# [Task to complete]
Set down, without alteration, the lines from the one that contains "If you could pin the work glove" through the final line of the material below.

*** Provided material

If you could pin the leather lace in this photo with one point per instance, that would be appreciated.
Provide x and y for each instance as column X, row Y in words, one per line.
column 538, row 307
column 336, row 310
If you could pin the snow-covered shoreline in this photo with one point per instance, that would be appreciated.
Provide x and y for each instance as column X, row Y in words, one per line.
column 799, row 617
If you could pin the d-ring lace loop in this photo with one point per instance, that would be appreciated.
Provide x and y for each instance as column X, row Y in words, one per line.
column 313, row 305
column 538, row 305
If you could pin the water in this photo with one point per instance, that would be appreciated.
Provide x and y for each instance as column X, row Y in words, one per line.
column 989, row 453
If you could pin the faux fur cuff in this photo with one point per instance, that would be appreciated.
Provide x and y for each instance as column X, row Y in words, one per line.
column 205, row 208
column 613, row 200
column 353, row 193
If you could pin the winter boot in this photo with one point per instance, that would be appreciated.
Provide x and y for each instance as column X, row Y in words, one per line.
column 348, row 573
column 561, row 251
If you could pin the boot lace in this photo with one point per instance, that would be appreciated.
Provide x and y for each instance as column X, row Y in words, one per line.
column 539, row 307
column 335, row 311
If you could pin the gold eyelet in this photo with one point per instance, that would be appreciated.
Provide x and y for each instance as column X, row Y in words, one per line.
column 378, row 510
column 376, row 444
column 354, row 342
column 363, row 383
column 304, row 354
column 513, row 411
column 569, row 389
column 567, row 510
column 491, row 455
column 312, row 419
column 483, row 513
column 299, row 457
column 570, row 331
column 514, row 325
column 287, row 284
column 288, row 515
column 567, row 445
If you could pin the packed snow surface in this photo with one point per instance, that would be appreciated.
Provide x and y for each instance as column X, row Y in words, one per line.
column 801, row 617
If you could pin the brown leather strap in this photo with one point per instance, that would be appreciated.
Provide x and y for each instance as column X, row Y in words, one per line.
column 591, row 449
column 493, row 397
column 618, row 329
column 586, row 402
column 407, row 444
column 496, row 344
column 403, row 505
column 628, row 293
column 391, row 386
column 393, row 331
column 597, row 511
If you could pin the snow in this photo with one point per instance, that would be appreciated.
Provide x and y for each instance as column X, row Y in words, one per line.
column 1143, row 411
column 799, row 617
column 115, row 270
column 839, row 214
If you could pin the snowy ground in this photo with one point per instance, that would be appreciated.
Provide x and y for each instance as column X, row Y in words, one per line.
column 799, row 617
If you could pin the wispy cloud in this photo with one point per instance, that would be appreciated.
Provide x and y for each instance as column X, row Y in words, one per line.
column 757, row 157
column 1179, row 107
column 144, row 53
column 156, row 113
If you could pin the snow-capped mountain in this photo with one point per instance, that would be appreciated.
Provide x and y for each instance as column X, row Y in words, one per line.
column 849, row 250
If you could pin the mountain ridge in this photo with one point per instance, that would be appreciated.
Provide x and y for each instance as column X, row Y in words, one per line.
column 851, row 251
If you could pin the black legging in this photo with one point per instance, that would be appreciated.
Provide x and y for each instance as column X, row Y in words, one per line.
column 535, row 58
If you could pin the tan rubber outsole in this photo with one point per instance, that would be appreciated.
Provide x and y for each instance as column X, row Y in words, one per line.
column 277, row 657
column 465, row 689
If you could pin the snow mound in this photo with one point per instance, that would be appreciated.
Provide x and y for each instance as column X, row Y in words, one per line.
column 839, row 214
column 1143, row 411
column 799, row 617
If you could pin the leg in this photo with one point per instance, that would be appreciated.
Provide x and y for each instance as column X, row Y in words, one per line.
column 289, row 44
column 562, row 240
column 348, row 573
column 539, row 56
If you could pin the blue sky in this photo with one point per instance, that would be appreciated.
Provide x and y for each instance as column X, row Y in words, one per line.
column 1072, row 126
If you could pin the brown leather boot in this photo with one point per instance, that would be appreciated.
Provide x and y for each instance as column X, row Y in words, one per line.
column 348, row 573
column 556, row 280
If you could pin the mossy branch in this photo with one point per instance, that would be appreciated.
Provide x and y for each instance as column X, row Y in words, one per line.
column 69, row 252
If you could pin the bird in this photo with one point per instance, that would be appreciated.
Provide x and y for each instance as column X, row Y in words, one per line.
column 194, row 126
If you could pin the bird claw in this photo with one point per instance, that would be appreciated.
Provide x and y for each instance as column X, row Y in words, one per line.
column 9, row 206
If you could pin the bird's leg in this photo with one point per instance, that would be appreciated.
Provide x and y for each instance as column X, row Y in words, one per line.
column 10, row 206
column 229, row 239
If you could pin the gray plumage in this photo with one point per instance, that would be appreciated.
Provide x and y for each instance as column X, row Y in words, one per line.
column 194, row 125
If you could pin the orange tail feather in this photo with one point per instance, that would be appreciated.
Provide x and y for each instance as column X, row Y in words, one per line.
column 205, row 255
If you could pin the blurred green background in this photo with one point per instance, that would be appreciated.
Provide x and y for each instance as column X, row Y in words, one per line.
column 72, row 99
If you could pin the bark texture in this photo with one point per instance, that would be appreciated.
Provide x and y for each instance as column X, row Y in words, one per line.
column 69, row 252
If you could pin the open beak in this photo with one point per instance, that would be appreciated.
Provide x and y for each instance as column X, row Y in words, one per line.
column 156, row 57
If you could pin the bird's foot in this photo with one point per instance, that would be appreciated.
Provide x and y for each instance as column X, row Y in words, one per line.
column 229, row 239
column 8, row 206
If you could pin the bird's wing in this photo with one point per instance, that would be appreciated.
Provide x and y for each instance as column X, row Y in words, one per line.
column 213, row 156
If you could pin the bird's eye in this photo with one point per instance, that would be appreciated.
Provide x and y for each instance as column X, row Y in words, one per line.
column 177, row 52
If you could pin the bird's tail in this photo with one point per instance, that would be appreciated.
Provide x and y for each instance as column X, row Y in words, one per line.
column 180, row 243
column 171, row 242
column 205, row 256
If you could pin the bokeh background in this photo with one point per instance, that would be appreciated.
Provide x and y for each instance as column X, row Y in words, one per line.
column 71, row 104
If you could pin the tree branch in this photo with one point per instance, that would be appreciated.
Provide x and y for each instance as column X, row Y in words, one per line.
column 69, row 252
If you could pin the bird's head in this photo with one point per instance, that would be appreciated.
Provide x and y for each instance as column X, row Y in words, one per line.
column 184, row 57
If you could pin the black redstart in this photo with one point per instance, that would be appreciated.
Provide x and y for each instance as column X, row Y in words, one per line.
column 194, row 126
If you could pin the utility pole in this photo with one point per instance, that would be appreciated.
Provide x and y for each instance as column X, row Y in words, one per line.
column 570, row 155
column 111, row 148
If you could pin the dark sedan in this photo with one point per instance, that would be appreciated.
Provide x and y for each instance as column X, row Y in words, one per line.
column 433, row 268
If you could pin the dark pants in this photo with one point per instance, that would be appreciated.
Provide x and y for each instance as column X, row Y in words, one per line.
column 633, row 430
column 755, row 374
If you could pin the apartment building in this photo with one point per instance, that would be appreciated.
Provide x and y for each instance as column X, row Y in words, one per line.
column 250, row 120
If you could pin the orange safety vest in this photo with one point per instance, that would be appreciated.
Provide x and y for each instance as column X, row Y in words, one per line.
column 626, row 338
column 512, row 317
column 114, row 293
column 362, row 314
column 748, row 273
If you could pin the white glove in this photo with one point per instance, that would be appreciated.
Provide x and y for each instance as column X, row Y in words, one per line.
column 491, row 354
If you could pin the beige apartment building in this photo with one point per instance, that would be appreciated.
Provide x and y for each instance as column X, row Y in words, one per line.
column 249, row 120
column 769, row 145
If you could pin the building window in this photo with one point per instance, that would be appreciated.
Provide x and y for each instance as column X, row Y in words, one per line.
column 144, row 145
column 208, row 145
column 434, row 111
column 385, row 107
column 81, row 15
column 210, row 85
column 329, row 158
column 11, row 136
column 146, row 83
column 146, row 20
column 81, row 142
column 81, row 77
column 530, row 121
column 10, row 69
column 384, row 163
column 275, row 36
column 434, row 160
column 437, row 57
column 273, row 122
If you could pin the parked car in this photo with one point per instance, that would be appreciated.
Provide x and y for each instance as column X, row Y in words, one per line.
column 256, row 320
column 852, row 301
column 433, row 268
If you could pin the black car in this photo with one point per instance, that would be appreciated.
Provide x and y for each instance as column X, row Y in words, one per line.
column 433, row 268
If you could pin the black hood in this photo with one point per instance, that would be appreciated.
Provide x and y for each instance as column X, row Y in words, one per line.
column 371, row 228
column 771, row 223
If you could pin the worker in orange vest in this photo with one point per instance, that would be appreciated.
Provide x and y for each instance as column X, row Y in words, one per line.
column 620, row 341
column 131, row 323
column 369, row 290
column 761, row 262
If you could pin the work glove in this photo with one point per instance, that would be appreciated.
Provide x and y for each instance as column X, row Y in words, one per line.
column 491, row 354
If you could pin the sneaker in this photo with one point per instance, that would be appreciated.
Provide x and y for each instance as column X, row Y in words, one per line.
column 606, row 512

******

# [Task answer]
If you could pin the work glove in this photo with one point per instance, that would be appreciated.
Provide x and y for each instance as column X, row Y in words, one per line.
column 491, row 354
If you could pin the sneaker in this photo with one point per instance, that would be appreciated.
Provide x and y for each instance as column X, row Y in words, one per line.
column 606, row 512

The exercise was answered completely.